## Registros

┄┄┄┄┄┄┄┄┄┄┄┄┄┄┄┄┄┄┄┄

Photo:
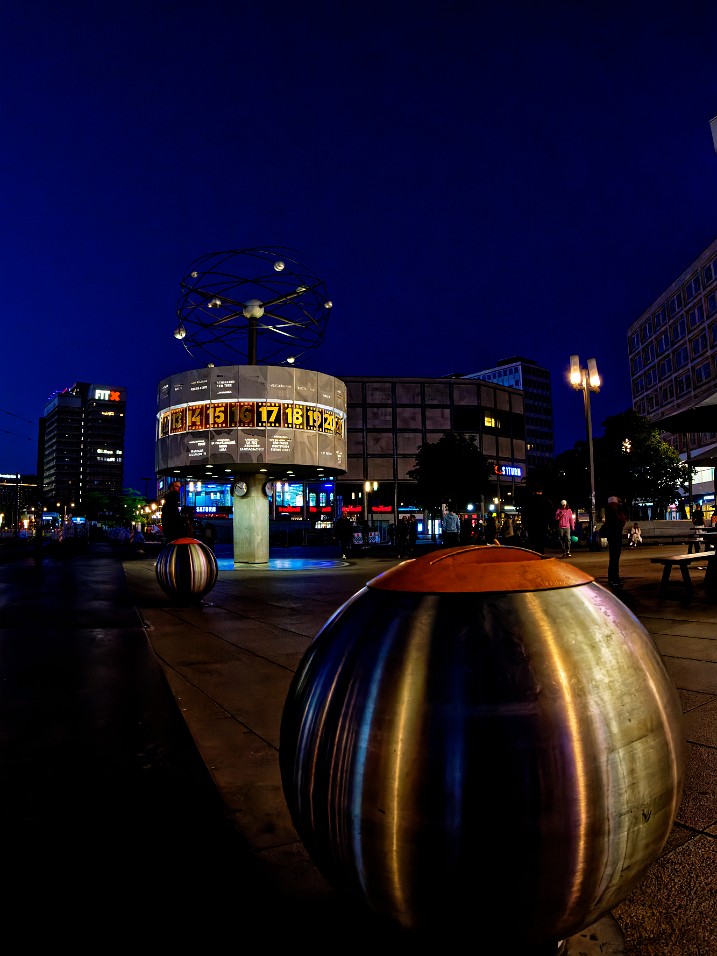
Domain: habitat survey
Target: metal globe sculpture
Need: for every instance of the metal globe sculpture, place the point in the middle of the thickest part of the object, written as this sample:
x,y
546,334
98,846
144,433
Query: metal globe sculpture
x,y
481,741
254,306
186,569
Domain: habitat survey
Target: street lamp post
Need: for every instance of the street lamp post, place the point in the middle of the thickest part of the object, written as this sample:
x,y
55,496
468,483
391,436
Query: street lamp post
x,y
368,487
587,380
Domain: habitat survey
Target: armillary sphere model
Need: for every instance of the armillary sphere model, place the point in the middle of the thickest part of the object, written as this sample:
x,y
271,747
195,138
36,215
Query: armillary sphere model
x,y
259,306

┄┄┄┄┄┄┄┄┄┄┄┄┄┄┄┄┄┄┄┄

## Instrução
Transcreva todos os itens acima linha por linha, sem nenhuma alteração, deixando as imagens de fora.

## Resposta
Photo:
Domain: habitat survey
Target: metal globe sculpture
Need: for every instance of the metal globe sculpture, place the point in the middle of the thickest part of the object, written as this sample:
x,y
546,334
98,846
144,433
Query: metal globe sculpture
x,y
481,741
254,306
186,569
Domain: habitat survey
Target: street lamp post
Need: for every instance of the street lamp post, place the point in the middle of the thickest part of the object, written as this sample:
x,y
55,496
468,483
391,436
Query: street lamp post
x,y
368,487
587,380
Domain: habitat survey
Target: armillary sphere model
Need: for every instance of the armillary sphere model, place the point in the middle of the thickest part of the object, written as this sample:
x,y
271,747
195,138
36,215
Query: armillary sphere model
x,y
259,306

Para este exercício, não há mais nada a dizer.